Each entry below should be reproduced character for character.

Records shown
◆ ◆ ◆

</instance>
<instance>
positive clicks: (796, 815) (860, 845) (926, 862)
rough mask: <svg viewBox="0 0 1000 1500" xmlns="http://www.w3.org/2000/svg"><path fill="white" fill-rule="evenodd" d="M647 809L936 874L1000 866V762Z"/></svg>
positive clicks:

◆ ◆ ◆

Output for this exercise
</instance>
<instance>
positive clicks: (796, 815) (860, 845) (926, 862)
rough mask: <svg viewBox="0 0 1000 1500" xmlns="http://www.w3.org/2000/svg"><path fill="white" fill-rule="evenodd" d="M647 809L936 874L1000 866V762Z"/></svg>
positive clicks:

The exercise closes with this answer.